- [What to do]: Reproduce the entries shown below only from the line with "box: [635, 547, 800, 576]" down to the line with "positive clicks: (476, 174) (477, 167)", keeping both end lines and copying each one exactly.

- [Records]:
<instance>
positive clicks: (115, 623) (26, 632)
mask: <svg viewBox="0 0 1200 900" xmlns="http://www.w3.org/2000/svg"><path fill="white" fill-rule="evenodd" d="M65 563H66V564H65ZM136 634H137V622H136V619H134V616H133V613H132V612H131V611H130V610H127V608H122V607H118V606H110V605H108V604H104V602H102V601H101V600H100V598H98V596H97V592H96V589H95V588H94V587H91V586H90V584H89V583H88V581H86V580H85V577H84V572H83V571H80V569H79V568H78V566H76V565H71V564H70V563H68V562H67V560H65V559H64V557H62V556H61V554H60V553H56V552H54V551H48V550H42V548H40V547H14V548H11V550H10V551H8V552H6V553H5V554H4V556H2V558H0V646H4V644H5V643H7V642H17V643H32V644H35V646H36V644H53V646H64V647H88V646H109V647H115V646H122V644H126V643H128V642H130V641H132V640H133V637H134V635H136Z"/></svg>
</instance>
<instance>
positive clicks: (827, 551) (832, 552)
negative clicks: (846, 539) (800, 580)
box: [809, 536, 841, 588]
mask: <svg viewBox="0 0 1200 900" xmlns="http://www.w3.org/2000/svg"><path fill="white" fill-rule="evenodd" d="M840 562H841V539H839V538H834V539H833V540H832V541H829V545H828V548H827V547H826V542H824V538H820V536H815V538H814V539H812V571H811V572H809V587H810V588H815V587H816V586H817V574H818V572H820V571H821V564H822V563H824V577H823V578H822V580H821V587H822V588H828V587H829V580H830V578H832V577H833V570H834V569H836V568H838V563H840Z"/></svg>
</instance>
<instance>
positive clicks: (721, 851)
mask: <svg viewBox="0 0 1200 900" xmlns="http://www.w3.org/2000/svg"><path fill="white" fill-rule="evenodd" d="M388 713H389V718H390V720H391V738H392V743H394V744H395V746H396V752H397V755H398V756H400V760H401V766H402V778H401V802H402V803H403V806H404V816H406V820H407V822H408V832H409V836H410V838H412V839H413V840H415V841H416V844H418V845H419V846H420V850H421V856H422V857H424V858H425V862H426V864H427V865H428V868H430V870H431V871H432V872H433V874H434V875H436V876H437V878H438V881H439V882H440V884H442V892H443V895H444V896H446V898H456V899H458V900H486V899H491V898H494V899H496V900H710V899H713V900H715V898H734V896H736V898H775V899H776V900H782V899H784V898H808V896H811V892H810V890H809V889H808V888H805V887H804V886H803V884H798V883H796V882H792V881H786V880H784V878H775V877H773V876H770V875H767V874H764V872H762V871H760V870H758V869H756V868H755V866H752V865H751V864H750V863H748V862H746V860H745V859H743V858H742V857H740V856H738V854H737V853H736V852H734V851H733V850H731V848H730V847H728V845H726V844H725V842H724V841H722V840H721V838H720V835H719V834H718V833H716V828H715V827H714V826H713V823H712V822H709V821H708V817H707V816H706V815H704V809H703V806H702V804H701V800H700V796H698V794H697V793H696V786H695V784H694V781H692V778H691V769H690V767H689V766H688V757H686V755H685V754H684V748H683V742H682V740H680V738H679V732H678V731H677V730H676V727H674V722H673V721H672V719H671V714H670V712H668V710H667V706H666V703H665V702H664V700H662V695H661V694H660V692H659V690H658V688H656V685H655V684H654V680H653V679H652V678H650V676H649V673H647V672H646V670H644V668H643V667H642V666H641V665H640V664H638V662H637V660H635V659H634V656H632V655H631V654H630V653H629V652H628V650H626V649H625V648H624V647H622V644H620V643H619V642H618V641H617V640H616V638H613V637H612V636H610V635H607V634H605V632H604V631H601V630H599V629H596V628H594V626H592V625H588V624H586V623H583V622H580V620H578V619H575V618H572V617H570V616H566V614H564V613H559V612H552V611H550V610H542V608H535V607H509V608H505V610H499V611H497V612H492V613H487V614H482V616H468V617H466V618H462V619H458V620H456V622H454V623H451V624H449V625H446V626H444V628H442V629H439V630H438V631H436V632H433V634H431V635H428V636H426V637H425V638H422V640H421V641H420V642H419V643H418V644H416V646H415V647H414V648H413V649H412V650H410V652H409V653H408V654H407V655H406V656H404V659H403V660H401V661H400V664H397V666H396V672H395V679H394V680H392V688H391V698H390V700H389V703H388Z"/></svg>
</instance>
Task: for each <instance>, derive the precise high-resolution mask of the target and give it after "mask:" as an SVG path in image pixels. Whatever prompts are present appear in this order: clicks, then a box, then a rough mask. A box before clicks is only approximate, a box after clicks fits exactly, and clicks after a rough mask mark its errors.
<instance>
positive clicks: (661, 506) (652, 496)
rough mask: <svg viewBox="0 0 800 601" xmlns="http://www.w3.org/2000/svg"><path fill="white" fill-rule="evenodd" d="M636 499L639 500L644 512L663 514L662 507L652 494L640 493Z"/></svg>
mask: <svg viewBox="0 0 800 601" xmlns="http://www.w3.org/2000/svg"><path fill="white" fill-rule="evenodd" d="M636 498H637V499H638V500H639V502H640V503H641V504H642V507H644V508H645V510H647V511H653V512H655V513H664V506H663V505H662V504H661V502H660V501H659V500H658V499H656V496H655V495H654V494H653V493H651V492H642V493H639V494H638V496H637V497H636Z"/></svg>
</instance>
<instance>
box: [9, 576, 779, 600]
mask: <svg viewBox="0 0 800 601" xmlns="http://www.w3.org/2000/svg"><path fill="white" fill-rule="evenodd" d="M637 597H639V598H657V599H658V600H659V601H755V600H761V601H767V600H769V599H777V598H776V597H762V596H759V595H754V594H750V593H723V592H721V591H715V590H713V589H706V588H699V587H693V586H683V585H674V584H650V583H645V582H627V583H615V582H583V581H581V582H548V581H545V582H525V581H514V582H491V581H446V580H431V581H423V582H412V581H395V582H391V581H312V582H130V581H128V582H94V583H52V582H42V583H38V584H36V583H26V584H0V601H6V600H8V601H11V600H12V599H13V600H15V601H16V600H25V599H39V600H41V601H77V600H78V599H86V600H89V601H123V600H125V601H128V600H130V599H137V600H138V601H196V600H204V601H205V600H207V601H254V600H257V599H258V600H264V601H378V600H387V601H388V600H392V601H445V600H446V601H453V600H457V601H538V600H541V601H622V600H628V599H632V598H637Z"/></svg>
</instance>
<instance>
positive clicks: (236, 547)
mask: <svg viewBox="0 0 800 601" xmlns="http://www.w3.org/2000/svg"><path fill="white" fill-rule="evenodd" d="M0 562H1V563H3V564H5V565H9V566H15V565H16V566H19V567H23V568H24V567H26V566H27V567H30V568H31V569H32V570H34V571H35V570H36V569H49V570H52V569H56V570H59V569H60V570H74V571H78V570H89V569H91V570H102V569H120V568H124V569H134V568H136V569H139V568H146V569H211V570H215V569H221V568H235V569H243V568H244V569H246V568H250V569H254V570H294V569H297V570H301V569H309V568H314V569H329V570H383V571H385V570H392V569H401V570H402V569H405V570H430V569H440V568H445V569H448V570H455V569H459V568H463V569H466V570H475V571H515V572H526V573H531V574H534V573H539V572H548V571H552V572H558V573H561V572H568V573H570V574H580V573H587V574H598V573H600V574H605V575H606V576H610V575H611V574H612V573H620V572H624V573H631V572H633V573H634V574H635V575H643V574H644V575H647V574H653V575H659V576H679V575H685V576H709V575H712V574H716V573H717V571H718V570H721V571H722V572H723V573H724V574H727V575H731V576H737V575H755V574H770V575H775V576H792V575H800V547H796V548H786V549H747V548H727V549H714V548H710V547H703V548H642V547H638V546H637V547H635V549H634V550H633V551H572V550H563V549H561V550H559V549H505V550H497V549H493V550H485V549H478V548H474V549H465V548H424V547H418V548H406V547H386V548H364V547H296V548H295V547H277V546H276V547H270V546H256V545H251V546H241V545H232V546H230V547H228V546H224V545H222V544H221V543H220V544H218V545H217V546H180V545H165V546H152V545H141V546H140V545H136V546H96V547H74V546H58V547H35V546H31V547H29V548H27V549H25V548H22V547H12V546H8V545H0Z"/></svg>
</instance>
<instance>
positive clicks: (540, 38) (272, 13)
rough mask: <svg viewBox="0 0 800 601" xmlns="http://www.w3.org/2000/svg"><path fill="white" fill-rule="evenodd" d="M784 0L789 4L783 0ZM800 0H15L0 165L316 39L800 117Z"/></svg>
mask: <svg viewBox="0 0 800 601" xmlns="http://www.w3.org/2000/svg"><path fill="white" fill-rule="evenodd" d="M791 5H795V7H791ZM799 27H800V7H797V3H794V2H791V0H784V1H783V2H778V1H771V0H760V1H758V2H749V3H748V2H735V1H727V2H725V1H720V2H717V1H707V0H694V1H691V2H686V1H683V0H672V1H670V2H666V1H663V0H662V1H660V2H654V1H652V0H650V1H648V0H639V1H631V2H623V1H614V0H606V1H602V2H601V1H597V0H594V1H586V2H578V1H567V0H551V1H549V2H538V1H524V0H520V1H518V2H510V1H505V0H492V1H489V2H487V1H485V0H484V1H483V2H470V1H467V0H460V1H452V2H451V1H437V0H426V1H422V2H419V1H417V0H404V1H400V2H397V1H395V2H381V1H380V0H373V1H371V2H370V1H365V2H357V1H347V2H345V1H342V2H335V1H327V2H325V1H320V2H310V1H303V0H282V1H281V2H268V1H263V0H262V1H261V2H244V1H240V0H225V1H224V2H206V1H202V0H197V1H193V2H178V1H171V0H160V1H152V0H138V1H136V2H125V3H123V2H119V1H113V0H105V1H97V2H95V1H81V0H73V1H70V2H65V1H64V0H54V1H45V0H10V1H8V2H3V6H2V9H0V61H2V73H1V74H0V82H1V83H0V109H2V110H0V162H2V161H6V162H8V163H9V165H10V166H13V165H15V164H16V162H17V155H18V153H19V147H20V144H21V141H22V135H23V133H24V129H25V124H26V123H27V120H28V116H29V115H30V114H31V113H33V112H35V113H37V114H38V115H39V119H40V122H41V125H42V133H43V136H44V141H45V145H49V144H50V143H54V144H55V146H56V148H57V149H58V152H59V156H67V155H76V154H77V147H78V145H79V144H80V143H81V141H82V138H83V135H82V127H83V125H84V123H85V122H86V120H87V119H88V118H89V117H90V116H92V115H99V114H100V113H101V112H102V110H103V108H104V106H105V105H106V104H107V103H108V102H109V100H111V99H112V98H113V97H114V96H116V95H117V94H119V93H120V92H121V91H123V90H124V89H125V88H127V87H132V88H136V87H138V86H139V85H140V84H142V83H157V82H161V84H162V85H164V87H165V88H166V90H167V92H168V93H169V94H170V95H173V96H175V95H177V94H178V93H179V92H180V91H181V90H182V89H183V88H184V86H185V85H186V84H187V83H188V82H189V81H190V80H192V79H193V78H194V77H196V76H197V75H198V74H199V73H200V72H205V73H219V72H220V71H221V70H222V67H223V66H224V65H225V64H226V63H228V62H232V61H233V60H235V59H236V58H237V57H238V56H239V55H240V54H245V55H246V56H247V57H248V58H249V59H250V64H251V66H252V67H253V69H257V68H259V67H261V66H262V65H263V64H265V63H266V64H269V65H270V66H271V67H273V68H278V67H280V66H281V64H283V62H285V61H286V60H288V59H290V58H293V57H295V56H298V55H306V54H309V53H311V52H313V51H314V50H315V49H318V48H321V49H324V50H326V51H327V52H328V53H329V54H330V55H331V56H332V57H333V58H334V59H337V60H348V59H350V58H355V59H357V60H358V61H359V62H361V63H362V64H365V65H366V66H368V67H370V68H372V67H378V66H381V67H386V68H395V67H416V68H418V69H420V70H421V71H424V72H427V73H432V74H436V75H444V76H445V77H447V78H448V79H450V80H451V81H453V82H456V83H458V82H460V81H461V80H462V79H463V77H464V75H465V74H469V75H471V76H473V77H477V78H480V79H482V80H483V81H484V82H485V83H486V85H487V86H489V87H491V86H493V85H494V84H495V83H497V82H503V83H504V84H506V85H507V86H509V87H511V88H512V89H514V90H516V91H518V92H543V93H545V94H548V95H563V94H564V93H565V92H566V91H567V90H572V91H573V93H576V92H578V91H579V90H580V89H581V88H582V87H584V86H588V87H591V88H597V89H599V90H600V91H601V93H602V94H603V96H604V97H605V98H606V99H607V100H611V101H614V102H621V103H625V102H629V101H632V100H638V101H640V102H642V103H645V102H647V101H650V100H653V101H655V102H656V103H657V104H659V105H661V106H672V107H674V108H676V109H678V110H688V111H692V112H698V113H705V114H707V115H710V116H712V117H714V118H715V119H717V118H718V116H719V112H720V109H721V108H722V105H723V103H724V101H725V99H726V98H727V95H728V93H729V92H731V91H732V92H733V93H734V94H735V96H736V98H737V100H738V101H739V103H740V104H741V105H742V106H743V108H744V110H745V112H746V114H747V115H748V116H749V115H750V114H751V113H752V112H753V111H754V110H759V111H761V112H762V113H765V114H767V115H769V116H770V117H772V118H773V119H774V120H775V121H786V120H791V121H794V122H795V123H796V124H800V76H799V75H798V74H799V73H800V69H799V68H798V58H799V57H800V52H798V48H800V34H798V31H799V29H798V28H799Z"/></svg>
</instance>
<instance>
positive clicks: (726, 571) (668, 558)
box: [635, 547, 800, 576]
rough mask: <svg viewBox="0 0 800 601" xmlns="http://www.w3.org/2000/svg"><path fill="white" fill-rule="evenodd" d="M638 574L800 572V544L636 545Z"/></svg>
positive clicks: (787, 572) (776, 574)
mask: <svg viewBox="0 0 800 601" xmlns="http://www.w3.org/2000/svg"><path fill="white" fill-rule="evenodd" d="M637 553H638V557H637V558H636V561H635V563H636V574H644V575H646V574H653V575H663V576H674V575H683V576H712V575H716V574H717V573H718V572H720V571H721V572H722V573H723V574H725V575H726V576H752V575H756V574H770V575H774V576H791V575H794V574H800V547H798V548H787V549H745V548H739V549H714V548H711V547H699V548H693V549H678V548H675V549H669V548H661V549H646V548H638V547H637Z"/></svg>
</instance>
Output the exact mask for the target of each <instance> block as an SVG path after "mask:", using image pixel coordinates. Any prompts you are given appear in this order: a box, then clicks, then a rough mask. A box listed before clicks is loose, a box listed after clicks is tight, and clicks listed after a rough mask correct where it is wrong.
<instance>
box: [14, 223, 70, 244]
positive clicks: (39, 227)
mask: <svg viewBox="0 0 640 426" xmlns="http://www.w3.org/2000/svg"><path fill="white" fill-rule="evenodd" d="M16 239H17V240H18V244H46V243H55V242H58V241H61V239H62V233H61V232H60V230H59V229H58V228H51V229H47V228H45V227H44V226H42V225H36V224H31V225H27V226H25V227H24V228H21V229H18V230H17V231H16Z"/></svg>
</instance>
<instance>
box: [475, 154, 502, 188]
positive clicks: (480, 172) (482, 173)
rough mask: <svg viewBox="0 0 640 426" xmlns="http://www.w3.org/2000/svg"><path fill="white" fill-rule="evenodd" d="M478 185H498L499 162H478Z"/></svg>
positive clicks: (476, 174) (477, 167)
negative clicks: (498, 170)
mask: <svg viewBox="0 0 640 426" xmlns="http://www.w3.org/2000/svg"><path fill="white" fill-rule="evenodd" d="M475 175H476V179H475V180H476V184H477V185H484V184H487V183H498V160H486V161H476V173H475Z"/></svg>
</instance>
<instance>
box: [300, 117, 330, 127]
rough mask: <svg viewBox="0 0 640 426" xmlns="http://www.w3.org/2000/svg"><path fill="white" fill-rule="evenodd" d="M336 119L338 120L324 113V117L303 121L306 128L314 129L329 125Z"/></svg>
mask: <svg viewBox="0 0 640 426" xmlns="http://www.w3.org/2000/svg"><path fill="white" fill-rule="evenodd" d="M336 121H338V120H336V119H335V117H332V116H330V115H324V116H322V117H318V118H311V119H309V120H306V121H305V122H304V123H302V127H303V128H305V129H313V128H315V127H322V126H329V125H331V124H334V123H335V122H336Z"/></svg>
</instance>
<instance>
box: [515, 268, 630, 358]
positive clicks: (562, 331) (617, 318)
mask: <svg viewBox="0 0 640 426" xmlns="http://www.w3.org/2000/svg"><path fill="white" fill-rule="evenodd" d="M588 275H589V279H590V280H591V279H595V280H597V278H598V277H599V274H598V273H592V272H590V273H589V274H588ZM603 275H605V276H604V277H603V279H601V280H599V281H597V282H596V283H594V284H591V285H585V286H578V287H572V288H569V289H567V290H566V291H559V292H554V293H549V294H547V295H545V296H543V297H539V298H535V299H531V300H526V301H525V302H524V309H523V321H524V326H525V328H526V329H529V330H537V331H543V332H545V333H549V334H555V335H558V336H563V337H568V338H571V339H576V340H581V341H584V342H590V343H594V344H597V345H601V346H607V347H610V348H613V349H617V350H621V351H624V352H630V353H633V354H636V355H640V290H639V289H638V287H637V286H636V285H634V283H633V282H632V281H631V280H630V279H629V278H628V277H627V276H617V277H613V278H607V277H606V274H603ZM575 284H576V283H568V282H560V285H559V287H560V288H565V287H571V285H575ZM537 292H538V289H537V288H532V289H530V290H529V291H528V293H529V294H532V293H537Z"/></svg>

- [Solution]:
box: [635, 547, 800, 576]
rough mask: <svg viewBox="0 0 800 601" xmlns="http://www.w3.org/2000/svg"><path fill="white" fill-rule="evenodd" d="M638 574L800 572V544L636 545Z"/></svg>
positive clicks: (787, 572) (776, 574)
mask: <svg viewBox="0 0 800 601" xmlns="http://www.w3.org/2000/svg"><path fill="white" fill-rule="evenodd" d="M637 553H638V557H637V558H636V561H635V563H636V574H644V575H646V574H653V575H663V576H674V575H683V576H712V575H716V574H717V573H718V572H720V571H721V572H722V573H723V574H725V575H726V576H752V575H756V574H770V575H774V576H791V575H794V574H800V547H798V548H787V549H745V548H739V549H714V548H711V547H699V548H693V549H678V548H675V549H669V548H661V549H646V548H638V547H637Z"/></svg>
</instance>
Output the exact mask for the target of each <instance> block as an SVG path after "mask:", using image pixel coordinates. Any prompts you are given appear in this order: a box, then clicks, then a rough mask. A box listed before clicks is loose, a box listed after clicks is tight, and clicks listed after a rough mask correct where it is wrong.
<instance>
box: [14, 223, 70, 244]
positive clicks: (39, 227)
mask: <svg viewBox="0 0 640 426" xmlns="http://www.w3.org/2000/svg"><path fill="white" fill-rule="evenodd" d="M16 239H17V240H18V244H46V243H55V242H58V241H61V239H62V233H61V232H60V230H59V229H58V228H51V229H47V228H45V227H44V226H42V225H36V224H31V225H27V226H25V227H24V228H21V229H18V230H17V231H16Z"/></svg>
</instance>
<instance>
box: [475, 154, 502, 188]
positive clicks: (480, 172) (482, 173)
rough mask: <svg viewBox="0 0 640 426" xmlns="http://www.w3.org/2000/svg"><path fill="white" fill-rule="evenodd" d="M478 185H498L499 162H478Z"/></svg>
positive clicks: (476, 174) (477, 167)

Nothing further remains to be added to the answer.